* SOURCE DOCUMENT:
Travel News: The first thing to know about campaigner Don Staniford is that he never uses social media when he is out and about. He only updates his accounts when he has returned to wherever he is living/staying. The second thing to know is that whilst he may believe his claims, many of them are either untrue or misleading.

This week he began his ‘End Salmon Farming digivan tour of the British Isles. According to Ecohustler, a digivan is a super-sized LED screen on the back of a van, effectively a huge mobile TV on which Mr Staniford will screen videos shot inside salmon farms.

On the 28th of October, Mr Staniford posted a detailed itinerary of his tour which he planned to begin at Marks & Spencer head office in West London at 8am. This was followed by a visit to the RSPCA head office in Horsham at noon.

I saw the first stop on this tour as an opportunity to reach out to Mr Staniford and discuss his many claims, especially regarding sea lice. My view is that he takes a photo/video of one sick fish in a pen then implies to the world that this fish is representative of all the salmon on the farm and even of all farmed salmon in Scotland. The reality is very different, but it is in his interests to mislead journalists, vegans, anglers, and any of the public he can find.

At 7.45 am on a bright sunny but cold morning, I arrived at M&S head office and waited for Mr Staniford to arrive, and I waited and waited and waited until by 8.45, I concluded that he had bottled out and decided to give M&S a miss.

During my wait, I perused the news on my phone and noticed that Mr Staniford had posted a message on Twitter at just after 7 am together with a posting on his Typepad page. Effectively, this said that he done a ‘dry run’ outside the Oxford Street M&S store the previous evening and that he would be protesting outside the RSPCA office at 11am (not noon). Clearly, if he was posting on social media at 7-7.15 am, he was not planning to visit M&S unless he was staying close by. He certainly made no mention of M&S HQ. Perhaps he thought that his visit to a store the previous evening would be in lieu of the visit to their head office.

* ACTIONS TO TAKE:
A – Answer these questions about the article on Don Staniford's digivan tour:
(i) Where and at what time was the tour planned to begin?
(ii) How does Ecohustler describe a digivan?
(iii) At what time did the Twitter post say he would protest outside the RSPCA office?
B – Please explain why the writer of the article on Don Staniford's digivan tour concluded that he had not been planning to visit M&S head office that morning.
C – Go on with the article about Don Staniford's digivan tour from the point where the text stops.

* RAW RECORDS:
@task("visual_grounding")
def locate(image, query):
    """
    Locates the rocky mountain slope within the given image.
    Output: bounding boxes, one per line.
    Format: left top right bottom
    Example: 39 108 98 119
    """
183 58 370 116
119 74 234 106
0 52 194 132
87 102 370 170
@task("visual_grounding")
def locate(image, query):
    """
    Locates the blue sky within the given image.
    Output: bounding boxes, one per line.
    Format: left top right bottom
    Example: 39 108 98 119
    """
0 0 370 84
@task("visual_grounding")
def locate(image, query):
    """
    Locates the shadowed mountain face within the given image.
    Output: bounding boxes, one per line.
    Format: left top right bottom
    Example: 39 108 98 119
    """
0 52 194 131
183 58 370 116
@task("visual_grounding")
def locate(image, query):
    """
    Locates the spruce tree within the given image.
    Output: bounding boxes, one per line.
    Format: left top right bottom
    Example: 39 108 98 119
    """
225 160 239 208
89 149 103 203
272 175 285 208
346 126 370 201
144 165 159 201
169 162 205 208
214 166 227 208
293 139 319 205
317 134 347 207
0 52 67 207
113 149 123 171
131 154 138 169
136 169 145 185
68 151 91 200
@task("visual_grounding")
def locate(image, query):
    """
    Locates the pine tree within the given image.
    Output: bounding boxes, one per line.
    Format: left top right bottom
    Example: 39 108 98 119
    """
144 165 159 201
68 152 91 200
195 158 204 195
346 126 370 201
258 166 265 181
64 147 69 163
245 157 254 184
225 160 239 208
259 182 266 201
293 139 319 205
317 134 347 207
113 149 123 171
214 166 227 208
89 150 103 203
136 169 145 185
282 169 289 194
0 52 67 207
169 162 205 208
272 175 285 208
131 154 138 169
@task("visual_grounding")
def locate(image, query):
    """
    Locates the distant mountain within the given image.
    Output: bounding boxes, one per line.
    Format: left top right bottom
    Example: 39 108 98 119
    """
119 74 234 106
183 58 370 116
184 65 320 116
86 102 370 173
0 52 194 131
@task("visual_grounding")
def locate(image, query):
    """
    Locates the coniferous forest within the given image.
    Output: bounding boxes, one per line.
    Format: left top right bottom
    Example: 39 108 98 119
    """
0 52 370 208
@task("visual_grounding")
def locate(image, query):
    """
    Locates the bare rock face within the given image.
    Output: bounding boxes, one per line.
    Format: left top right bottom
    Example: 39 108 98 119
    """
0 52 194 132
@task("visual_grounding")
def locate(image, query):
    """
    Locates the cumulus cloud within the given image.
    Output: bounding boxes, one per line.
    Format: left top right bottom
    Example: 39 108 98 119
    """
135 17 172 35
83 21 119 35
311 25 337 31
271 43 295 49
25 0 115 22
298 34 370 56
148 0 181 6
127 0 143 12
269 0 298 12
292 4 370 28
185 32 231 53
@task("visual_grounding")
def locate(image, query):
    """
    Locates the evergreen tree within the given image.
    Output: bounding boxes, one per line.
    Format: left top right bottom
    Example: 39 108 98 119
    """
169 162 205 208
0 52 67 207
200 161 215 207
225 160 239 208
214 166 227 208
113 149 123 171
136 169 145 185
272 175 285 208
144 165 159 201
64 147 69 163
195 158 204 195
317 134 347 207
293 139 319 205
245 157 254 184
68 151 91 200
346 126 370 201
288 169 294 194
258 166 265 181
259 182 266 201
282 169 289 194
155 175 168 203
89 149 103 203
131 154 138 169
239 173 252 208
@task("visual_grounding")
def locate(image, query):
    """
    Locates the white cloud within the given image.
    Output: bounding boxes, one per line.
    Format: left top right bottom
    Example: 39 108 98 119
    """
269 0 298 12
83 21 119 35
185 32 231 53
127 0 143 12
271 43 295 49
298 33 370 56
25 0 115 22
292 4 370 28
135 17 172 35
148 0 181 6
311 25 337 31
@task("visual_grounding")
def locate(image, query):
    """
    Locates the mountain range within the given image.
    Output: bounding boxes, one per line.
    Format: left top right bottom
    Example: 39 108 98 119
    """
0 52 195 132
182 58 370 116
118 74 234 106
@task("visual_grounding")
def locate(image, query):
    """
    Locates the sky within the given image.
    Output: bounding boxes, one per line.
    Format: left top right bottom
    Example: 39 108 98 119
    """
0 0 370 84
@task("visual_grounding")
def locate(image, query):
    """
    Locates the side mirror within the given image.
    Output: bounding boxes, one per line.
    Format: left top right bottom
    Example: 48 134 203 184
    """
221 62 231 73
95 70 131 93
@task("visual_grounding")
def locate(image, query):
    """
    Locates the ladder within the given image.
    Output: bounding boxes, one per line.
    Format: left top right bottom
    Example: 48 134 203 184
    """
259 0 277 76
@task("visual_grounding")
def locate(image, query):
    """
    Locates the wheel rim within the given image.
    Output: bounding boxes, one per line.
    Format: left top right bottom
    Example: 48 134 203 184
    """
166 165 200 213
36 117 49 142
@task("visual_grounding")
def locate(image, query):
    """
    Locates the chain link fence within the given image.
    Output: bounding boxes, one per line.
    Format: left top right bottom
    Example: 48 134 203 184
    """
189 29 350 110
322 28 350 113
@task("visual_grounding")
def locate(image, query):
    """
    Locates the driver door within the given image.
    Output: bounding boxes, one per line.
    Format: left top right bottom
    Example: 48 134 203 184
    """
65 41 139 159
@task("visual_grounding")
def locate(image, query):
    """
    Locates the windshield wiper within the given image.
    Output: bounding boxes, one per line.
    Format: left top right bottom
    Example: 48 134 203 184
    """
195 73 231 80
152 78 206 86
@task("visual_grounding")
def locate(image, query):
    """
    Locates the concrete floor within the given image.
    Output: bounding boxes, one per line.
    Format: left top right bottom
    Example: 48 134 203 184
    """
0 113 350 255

* ANSWERS TO THE EXERCISES:
A –
(i) At Marks & Spencer head office in West London, at 8am.
(ii) As a super-sized LED screen on the back of a van, effectively a huge mobile TV.
(iii) At 11am.

B – Mr Staniford posted on Twitter and Typepad at about 7 to 7.15 am, and he only updates his accounts once he has returned to wherever he is living or staying. So unless he was staying close by, he could not have been planning to reach M&S head office for 8am, and his post made no mention of it.

C –
However, when the editor of Fish Farming Expert messaged Mr Staniford to enquire why he had not stuck to his itinerary, he replied that London was ‘gridlocked so we’re starting at the RSPCA head office in Horsham instead’.

As I mentioned I arrived at North Wharf Road at 7.45 and my position afforded me an uninterrupted view down Hermitage Street of the A40 Westway which is a main arterial route into London and during the hour I waited, the traffic ran freely all the time. In addition, I was listening to BBC Radio 2 breakfast show on my earphones. The show has regular traffic and travel updates and there was no mention of any problems in London. I am afraid that this is just another example of the misinformation dispensed by Mr Staniford. There was no gridlock. He had already decided to give London a miss having protested briefly outside M&S Food in central London the previous night. If he had been stuck in traffic, he would have put out a message on social media in case any of his supporters had planned to turn up to protest outside M&S headquarters. Perhaps he had heard that I had planned to attend and wanted to avoid having to answer any difficult questions.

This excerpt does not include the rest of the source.